■ Records for this task
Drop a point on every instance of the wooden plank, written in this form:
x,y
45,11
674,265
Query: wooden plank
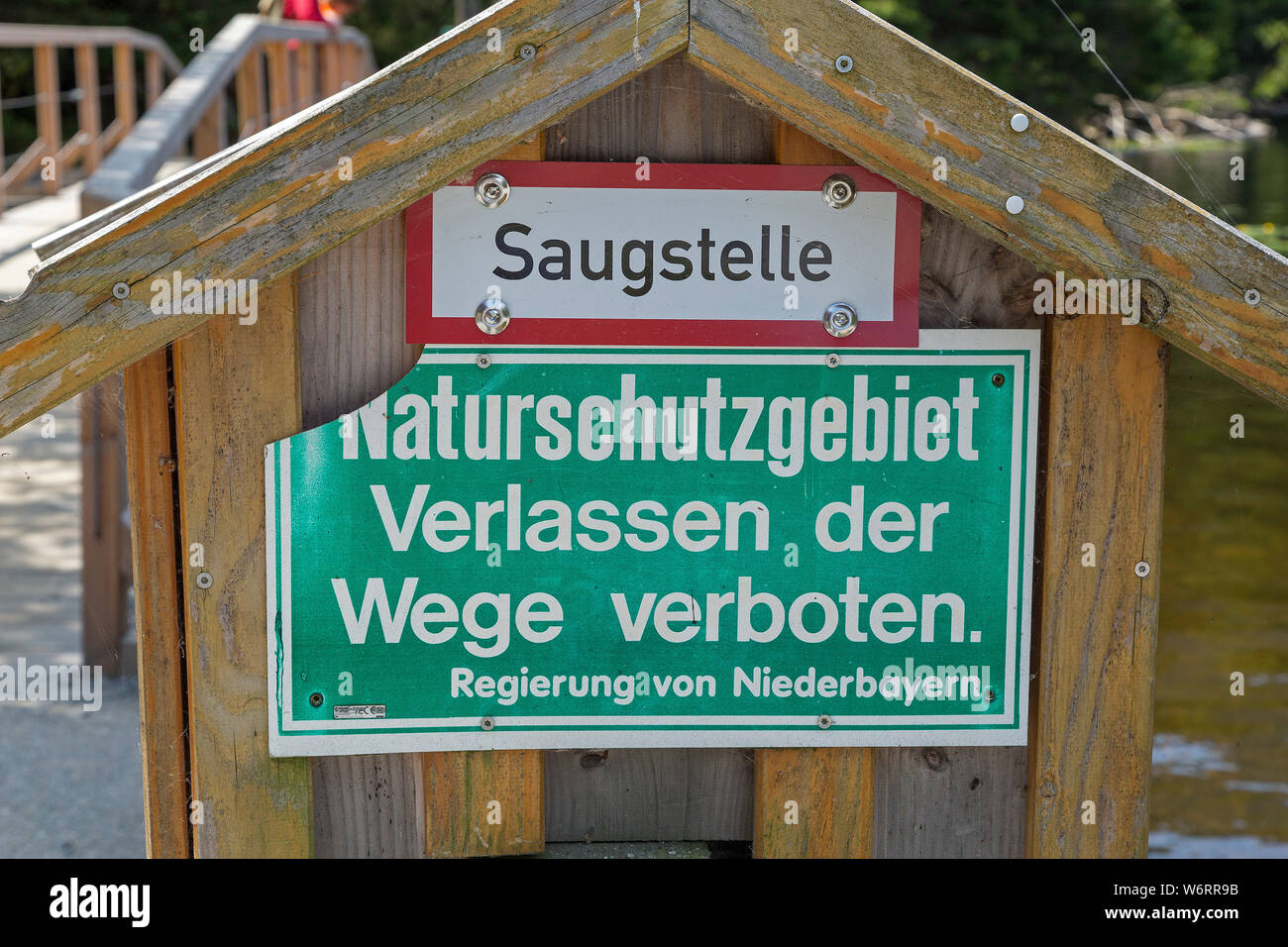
x,y
351,351
669,114
237,388
1085,211
158,605
1091,732
812,802
436,115
50,124
279,103
88,116
165,129
210,137
123,78
103,613
154,81
305,75
478,802
485,802
831,819
648,795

■ Given exercise
Copy the entries above word for word, leaving out the pictures.

■ Problem solution
Drop a point on every instance of the wooden plank, written in this form:
x,y
45,11
674,265
Query: wooden plank
x,y
351,351
669,114
237,388
1085,211
158,605
1091,732
812,802
436,115
50,124
279,103
88,116
165,129
210,137
123,78
103,613
154,81
305,75
478,802
485,802
831,819
648,795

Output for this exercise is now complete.